_Exercise goal_.
Search for the word "canopy" in the entries. Each line that holds it should be copied.
#####
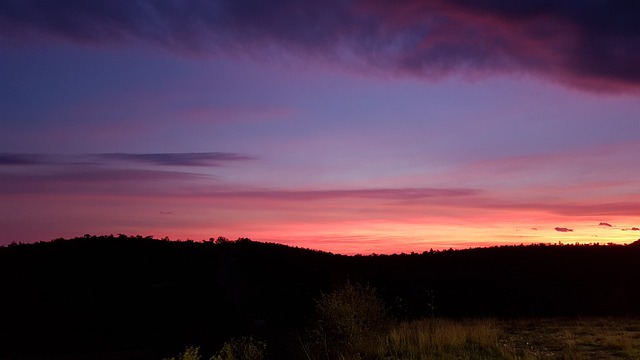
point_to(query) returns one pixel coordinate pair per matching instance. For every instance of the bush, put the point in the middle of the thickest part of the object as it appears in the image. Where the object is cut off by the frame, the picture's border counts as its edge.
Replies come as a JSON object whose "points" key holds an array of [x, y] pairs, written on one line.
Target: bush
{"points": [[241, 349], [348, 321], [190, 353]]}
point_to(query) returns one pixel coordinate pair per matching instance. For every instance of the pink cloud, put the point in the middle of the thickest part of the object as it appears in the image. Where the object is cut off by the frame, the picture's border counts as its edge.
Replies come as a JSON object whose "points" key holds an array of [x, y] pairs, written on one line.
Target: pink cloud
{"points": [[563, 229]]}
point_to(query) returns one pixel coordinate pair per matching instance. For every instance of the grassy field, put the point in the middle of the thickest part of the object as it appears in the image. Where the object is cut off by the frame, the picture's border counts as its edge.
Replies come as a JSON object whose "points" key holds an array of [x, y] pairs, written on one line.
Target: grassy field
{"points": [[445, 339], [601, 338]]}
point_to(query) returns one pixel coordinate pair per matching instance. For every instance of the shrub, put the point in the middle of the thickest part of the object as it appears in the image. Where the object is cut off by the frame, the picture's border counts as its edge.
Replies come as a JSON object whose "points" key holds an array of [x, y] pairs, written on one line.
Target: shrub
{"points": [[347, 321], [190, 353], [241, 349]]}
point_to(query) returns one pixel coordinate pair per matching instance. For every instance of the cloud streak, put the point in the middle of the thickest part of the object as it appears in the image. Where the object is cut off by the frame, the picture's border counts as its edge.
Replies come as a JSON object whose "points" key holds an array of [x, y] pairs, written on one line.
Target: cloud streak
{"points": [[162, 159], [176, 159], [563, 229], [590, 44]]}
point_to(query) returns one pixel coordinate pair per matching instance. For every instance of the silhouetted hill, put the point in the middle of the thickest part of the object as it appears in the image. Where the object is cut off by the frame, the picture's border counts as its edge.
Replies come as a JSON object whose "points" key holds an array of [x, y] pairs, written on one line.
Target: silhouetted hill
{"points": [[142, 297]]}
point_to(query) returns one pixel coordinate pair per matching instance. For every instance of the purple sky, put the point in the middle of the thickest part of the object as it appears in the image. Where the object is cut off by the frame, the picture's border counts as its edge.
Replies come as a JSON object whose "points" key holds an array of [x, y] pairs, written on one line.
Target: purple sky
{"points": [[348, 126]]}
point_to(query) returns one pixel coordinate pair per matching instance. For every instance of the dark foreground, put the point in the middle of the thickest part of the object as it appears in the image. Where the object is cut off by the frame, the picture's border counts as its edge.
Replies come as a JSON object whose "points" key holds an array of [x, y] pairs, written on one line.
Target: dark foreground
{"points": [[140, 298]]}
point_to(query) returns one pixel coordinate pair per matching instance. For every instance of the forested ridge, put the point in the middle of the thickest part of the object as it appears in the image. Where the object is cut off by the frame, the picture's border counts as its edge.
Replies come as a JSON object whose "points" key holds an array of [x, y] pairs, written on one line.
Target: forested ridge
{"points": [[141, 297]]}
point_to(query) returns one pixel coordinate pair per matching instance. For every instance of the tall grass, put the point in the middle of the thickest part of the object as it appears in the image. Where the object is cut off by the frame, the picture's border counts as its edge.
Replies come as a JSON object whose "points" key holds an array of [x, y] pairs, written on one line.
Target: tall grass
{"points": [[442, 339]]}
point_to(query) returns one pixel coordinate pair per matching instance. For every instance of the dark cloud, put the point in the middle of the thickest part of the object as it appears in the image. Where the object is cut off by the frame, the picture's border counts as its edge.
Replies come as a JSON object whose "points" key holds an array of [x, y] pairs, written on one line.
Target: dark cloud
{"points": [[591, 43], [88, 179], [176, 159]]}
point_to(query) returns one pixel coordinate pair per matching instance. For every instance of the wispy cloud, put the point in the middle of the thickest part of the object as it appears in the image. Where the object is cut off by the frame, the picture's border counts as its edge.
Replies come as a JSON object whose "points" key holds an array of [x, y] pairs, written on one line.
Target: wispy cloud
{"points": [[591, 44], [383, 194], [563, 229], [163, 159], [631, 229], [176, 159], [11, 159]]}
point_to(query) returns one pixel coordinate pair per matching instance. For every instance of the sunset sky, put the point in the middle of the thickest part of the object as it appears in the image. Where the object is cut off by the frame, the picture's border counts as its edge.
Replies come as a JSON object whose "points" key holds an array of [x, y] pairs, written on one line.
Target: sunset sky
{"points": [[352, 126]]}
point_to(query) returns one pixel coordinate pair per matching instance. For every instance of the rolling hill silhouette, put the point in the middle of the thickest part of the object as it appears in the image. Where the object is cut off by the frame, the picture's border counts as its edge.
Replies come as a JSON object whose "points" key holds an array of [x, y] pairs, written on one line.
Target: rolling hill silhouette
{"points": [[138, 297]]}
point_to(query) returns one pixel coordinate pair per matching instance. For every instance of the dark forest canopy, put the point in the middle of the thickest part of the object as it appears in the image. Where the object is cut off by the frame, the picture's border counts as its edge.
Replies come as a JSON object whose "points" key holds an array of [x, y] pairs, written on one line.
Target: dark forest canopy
#####
_Exercise solution_.
point_to(query) returns one pixel coordinate pair per matching instance. For every instance of the dark forest canopy, put the point in the middle of the thickest part of the object as it appears in the image. Where the object is cut off by the frame, the picture's border counts as its edge.
Target: dark forest canopy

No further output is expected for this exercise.